__GOAL OF THE EXERCISE__. In the post about the California Coastal Commission hearing, where is the property located within the Coastal Zone?

__EXCERPT PROVIDED__.
● ● ● ● ● ● ●

Cheat-Seeking Missles

Tuesday, July 10, 2007

Germs, Guns, Steel And Autocrats

Well, San Luis Obispo it is. The long worked-for hearing is tomorrow and the long drive was last night and the long work session getting our presentation ready (that's my job) is today.

The hearing is not yet a sure bet. We have Commissioners on our side, but all in all, the California Coastal Commission staff is a very frustrating group to work with. In a nutshell, its staff rejected nearly all our good, well done, professional science and sided whole-hog with the opponents' pseudo-science, ignorance and deception.

Why? Because we were obnoxious and uncooperative?

No. Our mantra since day one was to win them over with good science and friendly cooperation.

Because the project we propose would destroy wetlands and mess up the coast?

No. The property is at the inland edge of the Coastal Zone, not on the coast, and we're preserving and restoring more wetlands than exist there, according to our scientists. It's just that the commission's staff, without authority of law, wants us to restore wetlands that nearby neighborhoods and flood control channels wiped out, most of them years before the Coastal Act went into effect -- wetlands that, if they indeed existed, would take up most of the little bean field, leaving a small corner for development.

● ● ● ● ● ● ●

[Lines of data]
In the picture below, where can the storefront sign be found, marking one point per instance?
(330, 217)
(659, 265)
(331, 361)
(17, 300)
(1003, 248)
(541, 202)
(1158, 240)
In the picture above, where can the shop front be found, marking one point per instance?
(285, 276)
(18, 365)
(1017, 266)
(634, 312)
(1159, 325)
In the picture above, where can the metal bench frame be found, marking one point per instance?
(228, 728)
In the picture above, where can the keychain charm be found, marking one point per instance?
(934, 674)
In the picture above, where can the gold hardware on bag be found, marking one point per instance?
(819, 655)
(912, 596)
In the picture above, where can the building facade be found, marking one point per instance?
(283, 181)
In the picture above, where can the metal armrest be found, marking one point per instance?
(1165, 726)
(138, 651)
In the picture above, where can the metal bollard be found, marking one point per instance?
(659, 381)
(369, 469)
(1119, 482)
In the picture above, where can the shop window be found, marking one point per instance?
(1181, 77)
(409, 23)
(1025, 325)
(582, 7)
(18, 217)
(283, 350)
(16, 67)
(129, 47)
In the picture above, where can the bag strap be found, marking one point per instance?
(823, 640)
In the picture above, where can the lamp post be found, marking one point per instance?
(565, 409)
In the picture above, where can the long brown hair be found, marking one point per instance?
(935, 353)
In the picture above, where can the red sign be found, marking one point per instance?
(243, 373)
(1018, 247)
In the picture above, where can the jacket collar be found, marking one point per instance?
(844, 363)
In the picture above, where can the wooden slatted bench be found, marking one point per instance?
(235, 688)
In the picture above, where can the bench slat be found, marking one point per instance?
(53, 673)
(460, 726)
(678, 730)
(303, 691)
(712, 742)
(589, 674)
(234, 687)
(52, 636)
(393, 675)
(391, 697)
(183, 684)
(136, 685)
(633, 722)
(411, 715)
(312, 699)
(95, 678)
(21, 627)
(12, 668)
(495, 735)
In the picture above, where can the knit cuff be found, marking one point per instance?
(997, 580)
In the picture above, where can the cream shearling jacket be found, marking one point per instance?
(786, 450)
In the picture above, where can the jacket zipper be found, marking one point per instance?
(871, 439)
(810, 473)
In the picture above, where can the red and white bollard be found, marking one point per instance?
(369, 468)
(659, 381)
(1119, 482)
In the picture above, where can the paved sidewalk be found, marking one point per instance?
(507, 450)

● ● ● ● ● ● ●

__EXPECTED ANSWER__. It is at the inland edge of the Coastal Zone, not on the coast.